• [DOCUMENT]
The chief problem with Soapdish
as a scathing comedy send-up is it begins to take itself waaay too seriously
midway through. Instead of poking holes at the balloons of sham and hypocrisy –
the main staples of the legitimate daytime soap opera, Soapdish begins
to take on the shadings of becoming one itself. This is one silly and
disposable ‘nothing’ to completely squander its mostly competent cast as
cardboard cutouts with zero personality or staying power. Even the venerable
Sally Field comes across as a stick figure with no soul, mirroring Fields’ own
public faux pas when, in 1985, accepting her second Best Actress Academy Award
she uncontrollably gushed, “I can’t deny that you like me. You really like
me!” Were that the same could be said of her alter ego. But Celeste Talbert
is a wholly disagreeable harpy. She grates on the nerves, not just
deliberately, to make her general dislike on the fictional soap click as it
should, but for the audience, expecting far more, and far better from Field as, ostensibly, the star of this show. True enough, its an all-star cast. But Field carries the heft here. So, we should at least be able to warm to her fictional
self in spots. Doesn’t happen.

• [GIVEN DATA]

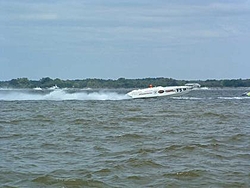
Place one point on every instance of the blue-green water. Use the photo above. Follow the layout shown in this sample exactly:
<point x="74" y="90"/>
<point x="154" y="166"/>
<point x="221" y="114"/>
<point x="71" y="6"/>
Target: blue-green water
<point x="78" y="138"/>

• [WRITTEN REQUEST 1]
Do these statements agree with the Soapdish review? Answer yes or no for each, quoting the words of the review that settle it. (a) The film takes itself too seriously from its opening scenes. (b) Sally Field accepted her second Best Actress Academy Award in 1985. (c) The film's cast is mostly incompetent.
• [WRITTEN REQUEST 2]
According to the Soapdish review, why should the audience be able to warm to Field's character at least in spots?
• [WRITTEN REQUEST 3]
Carry on the Soapdish review from its final sentence, "Doesn't happen."

• [EXERCISE RESULT 1]
(a) No: "it begins to take itself waaay too seriously midway through."
(b) Yes: "in 1985, accepting her second Best Actress Academy Award"
(c) No: "to completely squander its mostly competent cast"

• [EXERCISE RESULT 2]
The cast is an all-star one, but Field carries the heft as the ostensible star of the show. For that reason, the review says, the audience should at least be able to warm to her fictional self in spots.

• [EXERCISE RESULT 3]
This leaves Soapdish with an
impossible void it never otherwise capably fills. The screwball elements of the
plot are saddled with actors who know they could do better, given half the
chance, and the comedy steadily gives way to one implausible backstage
scenario, plastered onto the next. I suspect, Harling and Bergman are trying to
create some sort of jest-worthy pressure cooker, constricting the folly of all
these intermingling lives until something has to give. But in the end, the
predictability of the exercise thoroughly kills whatever slapstick chum has
been lobbed at the screen for the thirty-second chuckle. Aaron Spelling was Soapdish’s
executive producer. Having produced more than his fair share of primetime froth
and fantasy, I expected more…a lot more – or at very least – better than
what eventually materialized on the screen. This one could have been all about
trumping the ‘legitimacy’ of those pretentiously-pitched primetime melodramas
of yore that in 1991 were already well on their way out. Instead, Soapdish evolves into a
pseudo-homage to that sub-genre in popular entertainments. Those who adore soap
operas – daytime or primetime – will likely find this plushily padded poop a
hoot. I remain thoroughly unimpressed.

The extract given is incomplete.